▶ **What you need to do**
Filter the records for "faucet" and keep each line that has it.
(Input)
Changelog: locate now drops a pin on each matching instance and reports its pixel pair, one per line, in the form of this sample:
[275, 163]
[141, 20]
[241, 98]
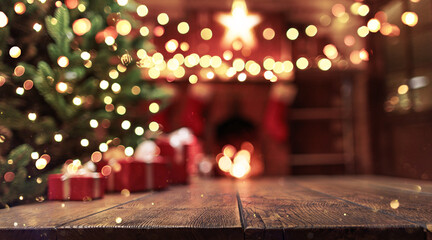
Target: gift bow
[86, 170]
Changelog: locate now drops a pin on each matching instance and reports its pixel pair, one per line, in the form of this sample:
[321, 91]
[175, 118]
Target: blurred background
[368, 111]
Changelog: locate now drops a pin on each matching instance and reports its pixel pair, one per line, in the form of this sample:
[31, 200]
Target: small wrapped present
[175, 149]
[135, 173]
[79, 185]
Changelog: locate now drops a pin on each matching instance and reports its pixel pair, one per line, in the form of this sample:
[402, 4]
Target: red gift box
[76, 187]
[137, 176]
[176, 159]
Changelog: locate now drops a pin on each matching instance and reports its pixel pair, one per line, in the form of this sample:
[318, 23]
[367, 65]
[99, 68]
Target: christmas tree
[69, 87]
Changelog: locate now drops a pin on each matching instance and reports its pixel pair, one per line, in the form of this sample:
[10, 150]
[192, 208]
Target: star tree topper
[239, 24]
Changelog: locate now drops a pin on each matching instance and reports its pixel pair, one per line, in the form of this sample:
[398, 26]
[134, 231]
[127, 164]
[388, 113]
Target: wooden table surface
[338, 207]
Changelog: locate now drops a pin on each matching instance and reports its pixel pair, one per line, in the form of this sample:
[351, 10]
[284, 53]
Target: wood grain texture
[415, 207]
[279, 209]
[202, 210]
[342, 207]
[39, 220]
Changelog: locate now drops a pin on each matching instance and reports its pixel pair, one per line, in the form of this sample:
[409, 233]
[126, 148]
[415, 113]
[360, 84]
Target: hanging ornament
[126, 59]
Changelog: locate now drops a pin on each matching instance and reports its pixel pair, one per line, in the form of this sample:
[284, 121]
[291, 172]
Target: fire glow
[236, 163]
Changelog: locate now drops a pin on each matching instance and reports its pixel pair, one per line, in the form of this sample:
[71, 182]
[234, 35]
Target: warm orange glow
[239, 24]
[349, 40]
[364, 55]
[106, 170]
[158, 31]
[409, 18]
[331, 51]
[81, 26]
[268, 33]
[374, 25]
[386, 29]
[3, 19]
[123, 27]
[206, 34]
[338, 10]
[19, 8]
[28, 84]
[171, 46]
[355, 57]
[61, 87]
[229, 150]
[72, 4]
[63, 61]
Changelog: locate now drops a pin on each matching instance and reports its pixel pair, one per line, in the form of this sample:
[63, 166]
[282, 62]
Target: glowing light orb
[19, 8]
[142, 10]
[374, 25]
[183, 27]
[81, 26]
[330, 51]
[225, 163]
[409, 18]
[154, 107]
[15, 52]
[163, 18]
[311, 30]
[62, 87]
[292, 34]
[171, 46]
[139, 131]
[239, 24]
[3, 19]
[63, 61]
[269, 33]
[302, 63]
[123, 27]
[324, 64]
[154, 126]
[206, 34]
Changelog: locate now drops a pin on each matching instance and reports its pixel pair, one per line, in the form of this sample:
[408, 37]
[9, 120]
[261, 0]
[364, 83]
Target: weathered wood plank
[39, 220]
[277, 209]
[403, 184]
[201, 210]
[413, 206]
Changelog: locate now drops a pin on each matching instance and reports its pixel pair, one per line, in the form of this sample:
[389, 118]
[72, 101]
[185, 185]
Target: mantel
[340, 207]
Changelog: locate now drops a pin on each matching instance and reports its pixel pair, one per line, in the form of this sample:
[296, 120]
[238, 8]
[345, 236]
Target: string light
[126, 124]
[81, 26]
[311, 30]
[63, 61]
[84, 142]
[292, 34]
[19, 8]
[163, 18]
[62, 87]
[409, 18]
[142, 10]
[3, 19]
[58, 137]
[324, 64]
[15, 52]
[123, 27]
[269, 33]
[153, 126]
[32, 117]
[183, 27]
[19, 91]
[374, 25]
[94, 123]
[206, 34]
[139, 131]
[302, 63]
[37, 27]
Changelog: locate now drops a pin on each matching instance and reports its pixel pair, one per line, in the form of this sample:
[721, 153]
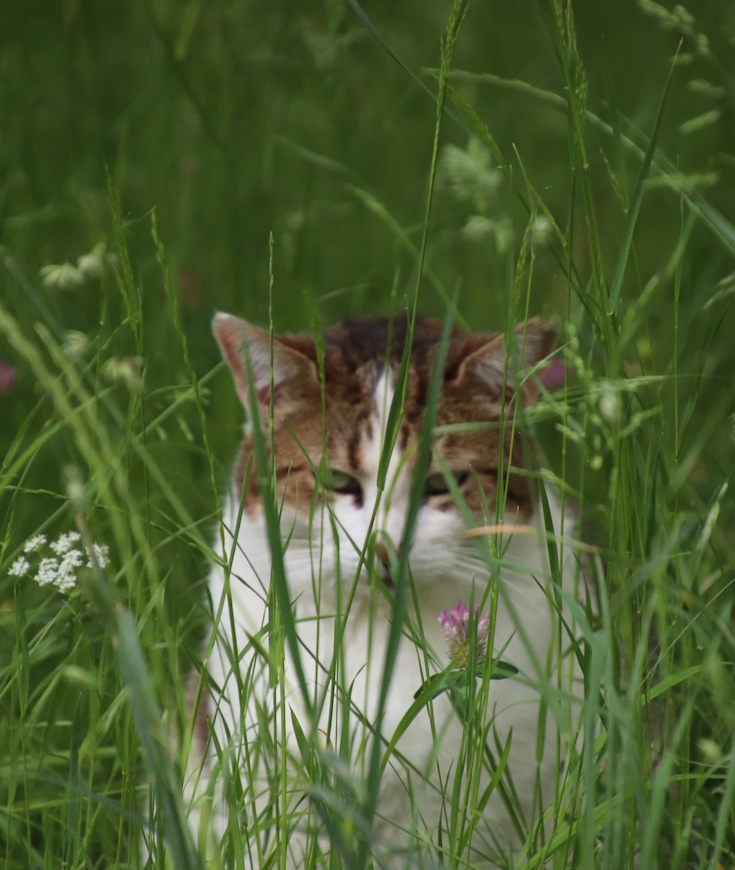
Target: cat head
[330, 406]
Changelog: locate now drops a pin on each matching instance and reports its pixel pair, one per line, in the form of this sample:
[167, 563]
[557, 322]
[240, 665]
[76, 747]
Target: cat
[341, 541]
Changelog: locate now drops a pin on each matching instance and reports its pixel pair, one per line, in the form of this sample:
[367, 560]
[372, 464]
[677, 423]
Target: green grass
[579, 165]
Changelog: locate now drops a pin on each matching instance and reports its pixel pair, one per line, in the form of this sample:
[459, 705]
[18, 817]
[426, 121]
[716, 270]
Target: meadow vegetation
[287, 162]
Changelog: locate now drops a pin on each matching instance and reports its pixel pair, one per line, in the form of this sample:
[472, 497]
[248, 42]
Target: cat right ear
[235, 338]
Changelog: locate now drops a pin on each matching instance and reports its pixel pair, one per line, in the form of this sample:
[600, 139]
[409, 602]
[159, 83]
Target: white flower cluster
[59, 569]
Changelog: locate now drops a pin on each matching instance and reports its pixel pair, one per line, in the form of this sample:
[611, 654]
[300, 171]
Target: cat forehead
[369, 343]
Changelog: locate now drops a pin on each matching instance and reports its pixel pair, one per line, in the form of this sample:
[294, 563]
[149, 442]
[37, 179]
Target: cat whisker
[502, 529]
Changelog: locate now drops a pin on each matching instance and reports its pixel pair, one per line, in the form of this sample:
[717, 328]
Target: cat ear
[535, 340]
[236, 337]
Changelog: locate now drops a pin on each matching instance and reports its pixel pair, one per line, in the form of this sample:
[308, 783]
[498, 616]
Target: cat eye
[341, 483]
[436, 484]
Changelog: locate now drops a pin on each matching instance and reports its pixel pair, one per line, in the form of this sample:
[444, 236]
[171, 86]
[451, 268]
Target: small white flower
[34, 543]
[48, 571]
[62, 277]
[76, 343]
[20, 567]
[66, 576]
[541, 231]
[65, 542]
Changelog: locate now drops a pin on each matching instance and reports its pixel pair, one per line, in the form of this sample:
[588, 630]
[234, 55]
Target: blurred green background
[235, 120]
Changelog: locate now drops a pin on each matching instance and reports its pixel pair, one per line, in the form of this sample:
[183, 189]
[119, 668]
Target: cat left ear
[535, 340]
[236, 337]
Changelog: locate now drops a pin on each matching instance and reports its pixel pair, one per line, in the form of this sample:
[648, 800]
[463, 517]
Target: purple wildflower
[7, 377]
[456, 623]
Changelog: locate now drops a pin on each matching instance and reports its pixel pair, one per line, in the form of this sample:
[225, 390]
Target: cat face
[330, 414]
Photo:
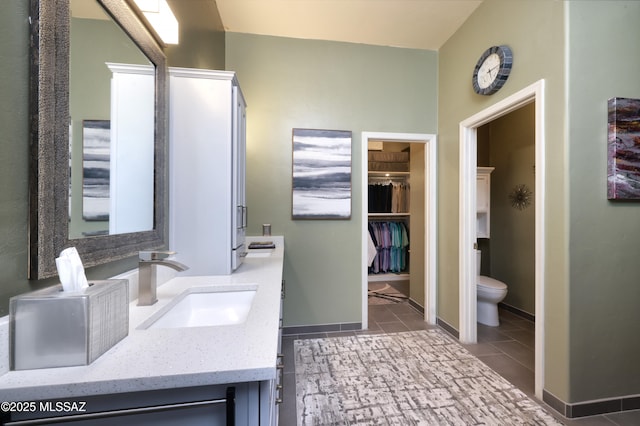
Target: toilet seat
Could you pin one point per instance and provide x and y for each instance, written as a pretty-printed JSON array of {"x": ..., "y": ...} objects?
[{"x": 490, "y": 284}]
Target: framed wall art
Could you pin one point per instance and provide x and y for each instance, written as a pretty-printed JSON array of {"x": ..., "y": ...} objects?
[
  {"x": 321, "y": 184},
  {"x": 623, "y": 165}
]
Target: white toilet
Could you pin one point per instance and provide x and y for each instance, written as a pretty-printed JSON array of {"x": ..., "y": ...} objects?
[{"x": 490, "y": 292}]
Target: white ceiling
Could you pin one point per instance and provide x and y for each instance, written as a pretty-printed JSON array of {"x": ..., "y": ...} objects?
[{"x": 419, "y": 24}]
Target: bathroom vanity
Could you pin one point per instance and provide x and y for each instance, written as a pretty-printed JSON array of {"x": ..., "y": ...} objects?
[{"x": 176, "y": 373}]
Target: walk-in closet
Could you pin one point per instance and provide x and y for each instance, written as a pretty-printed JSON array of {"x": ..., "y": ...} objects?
[{"x": 396, "y": 223}]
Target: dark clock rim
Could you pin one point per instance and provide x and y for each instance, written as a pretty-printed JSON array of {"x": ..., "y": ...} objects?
[{"x": 506, "y": 61}]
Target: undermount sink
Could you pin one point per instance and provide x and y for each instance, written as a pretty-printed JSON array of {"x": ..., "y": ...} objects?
[{"x": 205, "y": 307}]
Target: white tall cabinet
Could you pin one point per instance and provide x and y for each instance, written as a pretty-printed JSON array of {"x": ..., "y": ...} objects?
[
  {"x": 208, "y": 213},
  {"x": 131, "y": 147},
  {"x": 483, "y": 197}
]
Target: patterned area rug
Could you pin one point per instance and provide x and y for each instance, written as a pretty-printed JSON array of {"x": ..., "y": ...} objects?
[{"x": 412, "y": 378}]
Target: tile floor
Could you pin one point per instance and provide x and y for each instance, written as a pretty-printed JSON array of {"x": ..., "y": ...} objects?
[{"x": 508, "y": 349}]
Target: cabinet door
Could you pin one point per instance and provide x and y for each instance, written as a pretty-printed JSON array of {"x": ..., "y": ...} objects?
[{"x": 239, "y": 170}]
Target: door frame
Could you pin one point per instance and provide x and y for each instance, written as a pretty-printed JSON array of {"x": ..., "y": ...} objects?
[
  {"x": 430, "y": 208},
  {"x": 467, "y": 224}
]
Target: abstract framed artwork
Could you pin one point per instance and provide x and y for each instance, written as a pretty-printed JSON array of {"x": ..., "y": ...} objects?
[
  {"x": 623, "y": 153},
  {"x": 96, "y": 165},
  {"x": 321, "y": 184}
]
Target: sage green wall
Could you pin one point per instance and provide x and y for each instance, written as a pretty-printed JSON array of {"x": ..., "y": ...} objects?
[
  {"x": 201, "y": 36},
  {"x": 535, "y": 32},
  {"x": 290, "y": 83},
  {"x": 512, "y": 256},
  {"x": 14, "y": 148},
  {"x": 603, "y": 62}
]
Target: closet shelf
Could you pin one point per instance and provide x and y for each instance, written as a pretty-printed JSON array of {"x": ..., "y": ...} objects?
[
  {"x": 388, "y": 277},
  {"x": 383, "y": 215},
  {"x": 388, "y": 174}
]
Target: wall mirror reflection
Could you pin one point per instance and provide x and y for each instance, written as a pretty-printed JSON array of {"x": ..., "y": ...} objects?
[
  {"x": 111, "y": 144},
  {"x": 98, "y": 129}
]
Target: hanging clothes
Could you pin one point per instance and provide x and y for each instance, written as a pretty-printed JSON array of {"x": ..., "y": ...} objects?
[
  {"x": 391, "y": 240},
  {"x": 388, "y": 197}
]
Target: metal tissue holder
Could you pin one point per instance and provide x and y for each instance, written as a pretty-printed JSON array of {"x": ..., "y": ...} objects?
[{"x": 53, "y": 328}]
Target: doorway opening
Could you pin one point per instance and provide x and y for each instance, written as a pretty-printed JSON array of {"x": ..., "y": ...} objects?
[
  {"x": 468, "y": 225},
  {"x": 423, "y": 249}
]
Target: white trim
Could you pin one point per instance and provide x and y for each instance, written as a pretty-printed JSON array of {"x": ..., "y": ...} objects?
[
  {"x": 468, "y": 152},
  {"x": 430, "y": 208}
]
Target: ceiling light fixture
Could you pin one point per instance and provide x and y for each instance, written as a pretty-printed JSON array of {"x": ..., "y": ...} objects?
[{"x": 161, "y": 18}]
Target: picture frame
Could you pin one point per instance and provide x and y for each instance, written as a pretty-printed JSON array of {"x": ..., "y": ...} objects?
[
  {"x": 623, "y": 149},
  {"x": 96, "y": 165},
  {"x": 321, "y": 176}
]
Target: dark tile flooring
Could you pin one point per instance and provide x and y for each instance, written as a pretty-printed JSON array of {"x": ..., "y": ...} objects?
[{"x": 508, "y": 349}]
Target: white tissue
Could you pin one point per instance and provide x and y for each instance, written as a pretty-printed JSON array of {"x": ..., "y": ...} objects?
[{"x": 71, "y": 271}]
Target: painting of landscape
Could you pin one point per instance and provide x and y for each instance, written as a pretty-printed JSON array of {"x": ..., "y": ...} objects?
[
  {"x": 95, "y": 169},
  {"x": 321, "y": 174},
  {"x": 623, "y": 174}
]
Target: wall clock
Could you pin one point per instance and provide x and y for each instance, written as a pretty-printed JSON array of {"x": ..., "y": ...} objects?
[{"x": 492, "y": 70}]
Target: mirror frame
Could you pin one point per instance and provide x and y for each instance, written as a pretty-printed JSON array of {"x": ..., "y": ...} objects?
[{"x": 49, "y": 141}]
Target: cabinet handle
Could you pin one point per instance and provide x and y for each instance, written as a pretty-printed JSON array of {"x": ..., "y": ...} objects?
[{"x": 280, "y": 382}]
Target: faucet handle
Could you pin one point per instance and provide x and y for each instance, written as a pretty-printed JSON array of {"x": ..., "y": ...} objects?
[{"x": 148, "y": 255}]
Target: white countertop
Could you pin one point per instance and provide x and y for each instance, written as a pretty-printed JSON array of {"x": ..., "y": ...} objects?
[{"x": 179, "y": 357}]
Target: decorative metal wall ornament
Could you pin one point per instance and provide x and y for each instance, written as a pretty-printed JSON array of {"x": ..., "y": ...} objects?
[{"x": 520, "y": 197}]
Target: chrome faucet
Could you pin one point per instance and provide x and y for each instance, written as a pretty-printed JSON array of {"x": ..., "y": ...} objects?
[{"x": 147, "y": 282}]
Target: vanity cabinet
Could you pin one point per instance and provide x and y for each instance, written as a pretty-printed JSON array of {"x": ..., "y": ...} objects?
[
  {"x": 483, "y": 198},
  {"x": 207, "y": 190}
]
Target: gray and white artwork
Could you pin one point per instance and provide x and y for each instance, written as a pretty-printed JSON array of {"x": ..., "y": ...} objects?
[
  {"x": 321, "y": 174},
  {"x": 96, "y": 137}
]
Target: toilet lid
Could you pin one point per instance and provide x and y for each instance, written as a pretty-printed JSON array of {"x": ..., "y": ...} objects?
[{"x": 491, "y": 283}]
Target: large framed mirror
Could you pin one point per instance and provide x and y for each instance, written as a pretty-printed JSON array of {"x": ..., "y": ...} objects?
[{"x": 98, "y": 123}]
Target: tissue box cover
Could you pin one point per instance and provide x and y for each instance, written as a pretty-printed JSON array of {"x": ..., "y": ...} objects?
[{"x": 53, "y": 328}]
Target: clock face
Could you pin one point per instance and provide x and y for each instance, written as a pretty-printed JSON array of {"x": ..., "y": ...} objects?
[{"x": 492, "y": 70}]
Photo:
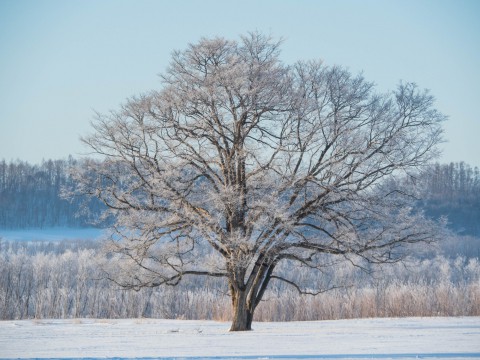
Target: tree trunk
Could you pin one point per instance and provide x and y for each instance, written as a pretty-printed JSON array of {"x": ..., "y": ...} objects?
[{"x": 242, "y": 312}]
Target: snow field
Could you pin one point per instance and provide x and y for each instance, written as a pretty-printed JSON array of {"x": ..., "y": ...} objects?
[{"x": 403, "y": 338}]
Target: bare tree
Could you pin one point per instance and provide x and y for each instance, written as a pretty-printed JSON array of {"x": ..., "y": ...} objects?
[{"x": 241, "y": 162}]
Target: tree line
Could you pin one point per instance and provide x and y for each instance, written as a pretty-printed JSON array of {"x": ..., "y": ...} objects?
[
  {"x": 30, "y": 196},
  {"x": 63, "y": 280}
]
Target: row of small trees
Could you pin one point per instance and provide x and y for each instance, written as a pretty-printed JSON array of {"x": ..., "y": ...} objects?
[{"x": 63, "y": 280}]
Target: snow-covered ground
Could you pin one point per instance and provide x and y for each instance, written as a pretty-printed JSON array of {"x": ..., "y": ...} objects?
[{"x": 406, "y": 338}]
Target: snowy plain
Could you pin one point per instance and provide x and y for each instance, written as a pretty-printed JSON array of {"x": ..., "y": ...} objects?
[{"x": 403, "y": 338}]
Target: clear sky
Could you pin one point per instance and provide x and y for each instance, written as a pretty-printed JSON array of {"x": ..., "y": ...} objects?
[{"x": 62, "y": 60}]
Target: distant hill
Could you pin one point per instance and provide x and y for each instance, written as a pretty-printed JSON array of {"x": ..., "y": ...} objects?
[{"x": 30, "y": 196}]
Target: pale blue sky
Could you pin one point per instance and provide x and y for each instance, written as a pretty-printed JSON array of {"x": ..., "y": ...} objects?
[{"x": 61, "y": 60}]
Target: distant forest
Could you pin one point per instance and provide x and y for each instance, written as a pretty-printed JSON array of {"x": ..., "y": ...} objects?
[{"x": 30, "y": 196}]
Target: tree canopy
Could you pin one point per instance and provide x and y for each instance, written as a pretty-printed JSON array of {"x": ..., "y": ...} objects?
[{"x": 240, "y": 162}]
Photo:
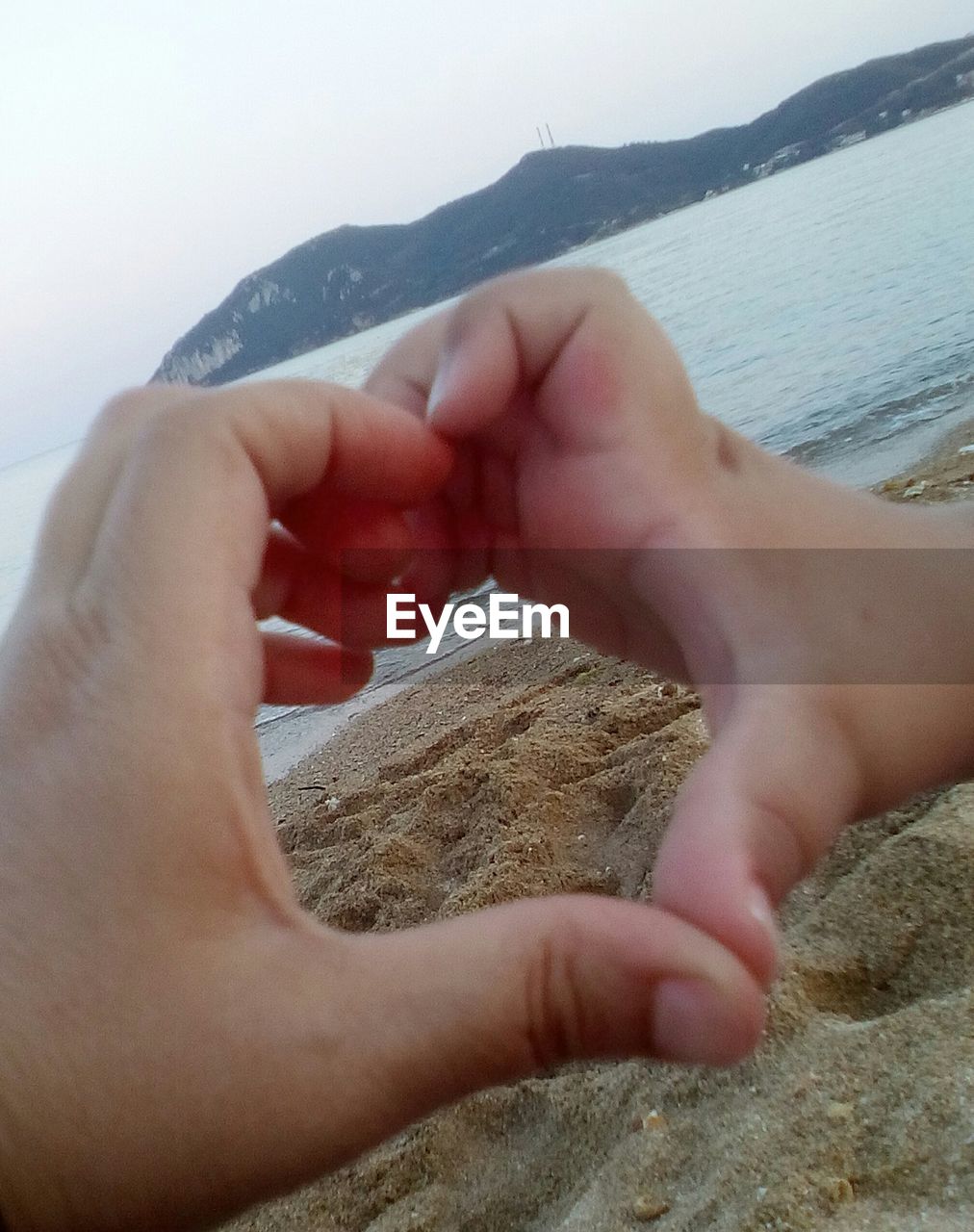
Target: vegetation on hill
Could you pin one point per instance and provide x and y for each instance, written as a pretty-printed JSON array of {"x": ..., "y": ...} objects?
[{"x": 355, "y": 277}]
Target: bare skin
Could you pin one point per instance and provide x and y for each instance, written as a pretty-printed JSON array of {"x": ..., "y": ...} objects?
[
  {"x": 835, "y": 681},
  {"x": 180, "y": 1039}
]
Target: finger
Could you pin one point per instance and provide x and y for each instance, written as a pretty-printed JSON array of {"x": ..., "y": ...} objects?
[
  {"x": 303, "y": 590},
  {"x": 186, "y": 510},
  {"x": 364, "y": 540},
  {"x": 754, "y": 818},
  {"x": 578, "y": 343},
  {"x": 305, "y": 672},
  {"x": 427, "y": 1015}
]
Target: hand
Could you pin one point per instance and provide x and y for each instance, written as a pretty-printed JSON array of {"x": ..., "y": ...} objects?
[
  {"x": 835, "y": 681},
  {"x": 179, "y": 1038}
]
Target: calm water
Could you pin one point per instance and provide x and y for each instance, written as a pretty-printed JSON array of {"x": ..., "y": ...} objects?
[{"x": 827, "y": 312}]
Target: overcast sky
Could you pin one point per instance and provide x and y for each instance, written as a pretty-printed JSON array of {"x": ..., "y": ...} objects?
[{"x": 154, "y": 154}]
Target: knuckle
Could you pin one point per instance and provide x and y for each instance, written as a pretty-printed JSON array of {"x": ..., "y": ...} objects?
[{"x": 555, "y": 1023}]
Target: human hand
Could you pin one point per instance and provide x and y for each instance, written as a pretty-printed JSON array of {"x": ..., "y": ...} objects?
[
  {"x": 179, "y": 1038},
  {"x": 835, "y": 668}
]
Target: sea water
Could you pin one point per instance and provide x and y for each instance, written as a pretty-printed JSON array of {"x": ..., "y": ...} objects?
[{"x": 827, "y": 312}]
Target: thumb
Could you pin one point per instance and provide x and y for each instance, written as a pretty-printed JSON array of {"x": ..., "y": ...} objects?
[
  {"x": 755, "y": 817},
  {"x": 489, "y": 998}
]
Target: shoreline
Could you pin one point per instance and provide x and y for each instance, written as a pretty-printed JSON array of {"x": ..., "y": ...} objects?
[
  {"x": 939, "y": 474},
  {"x": 546, "y": 768}
]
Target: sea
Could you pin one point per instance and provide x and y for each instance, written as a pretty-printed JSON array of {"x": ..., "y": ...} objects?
[{"x": 827, "y": 312}]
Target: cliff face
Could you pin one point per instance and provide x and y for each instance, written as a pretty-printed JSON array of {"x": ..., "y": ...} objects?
[{"x": 553, "y": 200}]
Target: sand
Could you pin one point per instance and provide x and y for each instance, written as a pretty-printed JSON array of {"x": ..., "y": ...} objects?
[{"x": 545, "y": 768}]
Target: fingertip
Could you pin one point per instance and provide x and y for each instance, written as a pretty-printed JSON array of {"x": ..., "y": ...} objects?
[{"x": 696, "y": 1023}]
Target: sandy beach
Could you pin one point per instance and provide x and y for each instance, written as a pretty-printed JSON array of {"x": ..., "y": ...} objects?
[{"x": 542, "y": 768}]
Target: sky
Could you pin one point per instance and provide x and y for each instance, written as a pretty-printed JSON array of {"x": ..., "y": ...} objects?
[{"x": 154, "y": 154}]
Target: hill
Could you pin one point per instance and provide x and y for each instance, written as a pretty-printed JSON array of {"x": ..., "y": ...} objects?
[{"x": 553, "y": 200}]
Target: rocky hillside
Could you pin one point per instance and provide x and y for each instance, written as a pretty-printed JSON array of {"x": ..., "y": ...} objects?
[{"x": 355, "y": 277}]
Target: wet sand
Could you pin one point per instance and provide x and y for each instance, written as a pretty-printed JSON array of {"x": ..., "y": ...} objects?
[{"x": 542, "y": 768}]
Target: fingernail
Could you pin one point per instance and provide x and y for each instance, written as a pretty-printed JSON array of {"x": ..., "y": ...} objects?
[
  {"x": 693, "y": 1024},
  {"x": 763, "y": 913},
  {"x": 441, "y": 386}
]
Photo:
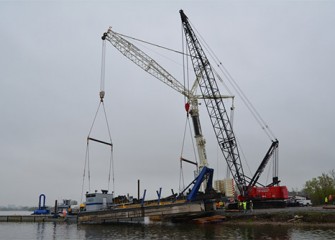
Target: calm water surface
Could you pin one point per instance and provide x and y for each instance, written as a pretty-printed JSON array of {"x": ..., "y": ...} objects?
[{"x": 158, "y": 231}]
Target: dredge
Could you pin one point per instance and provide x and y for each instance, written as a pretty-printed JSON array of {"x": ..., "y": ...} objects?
[{"x": 191, "y": 203}]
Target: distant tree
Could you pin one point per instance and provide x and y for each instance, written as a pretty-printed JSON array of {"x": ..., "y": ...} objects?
[{"x": 320, "y": 187}]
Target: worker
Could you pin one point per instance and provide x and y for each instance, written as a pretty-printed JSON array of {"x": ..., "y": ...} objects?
[
  {"x": 240, "y": 205},
  {"x": 245, "y": 206},
  {"x": 251, "y": 205}
]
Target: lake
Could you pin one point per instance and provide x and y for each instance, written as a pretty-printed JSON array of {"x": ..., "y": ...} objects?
[{"x": 161, "y": 231}]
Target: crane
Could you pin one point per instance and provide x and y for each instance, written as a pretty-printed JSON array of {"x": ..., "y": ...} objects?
[
  {"x": 149, "y": 65},
  {"x": 223, "y": 129}
]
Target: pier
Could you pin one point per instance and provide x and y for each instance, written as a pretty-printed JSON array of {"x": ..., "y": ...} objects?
(End Input)
▶ **Exercise answer**
Target: faucet handle
Target: chrome faucet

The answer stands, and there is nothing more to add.